▶ _ENUNCIADO_
Enumera los juegos generales que el texto fuente nombra como comunes a todos los barrios de la ciudad.

▶ _TEXTO FUENTE_
◆ ◆ ◆ ◆ ◆

Existen juegos generales, es decir, que no resultan específicos de la zona, y que tienen las mismas reglas en todos los barrios de la ciudad. De entre ellos, nombraré y describiré tres: el taco, el marro-pañuelo y las chibas.

Al taco, como su nombre indica, se juega con un taco. Este utensilio se adquiere en una zapatería o, en caso de urgencia económica puede arrancarse de un zapato viejo, aunque su aerodinámica estará mermada por el desgaste lógico del uso. Me explicaré: se trata de la tapa de goma que protege el tacón de un zapato masculino. Como mínimo se necesitan dos participantes. Antes de comenzar, se fija el monto de pago del perdedor, siempre en unidades de cromos. Así es el juego:

Se comienza alternativamente en cada jugada, lanzando el taco a distancia, generalmente con un vuelo circular. Se trata de que el taco propio se acerque lo más posible con una tirada al del contrincante. Siempre se tira en alternancia. La partida finaliza cuando se han eliminado a todos los jugadores con un ganador final. Dichas eliminaciones se producen de la siguiente manera:

A) Por palmo: el taco del tirador queda a menos de un palmo del taco del rival. El pago es unitario por el monto acordado.

B) Por montada: el taco del tirador queda encima del taco del rival. El pago es del doble del monto acordado.

NOTAS:

*Puede acordarse que la montada total (taco del tirador completamente encima, sin tocar suelo, se pague al triple).

◆ ◆ ◆ ◆ ◆

▶ _DATOS ALMACENADOS_

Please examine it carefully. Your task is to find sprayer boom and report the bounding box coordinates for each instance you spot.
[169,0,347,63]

◆ ◆ ◆ ◆ ◆

▶ _RESULTADO DEL EJERCICIO_
- el taco
- el marro-pañuelo
- las chibas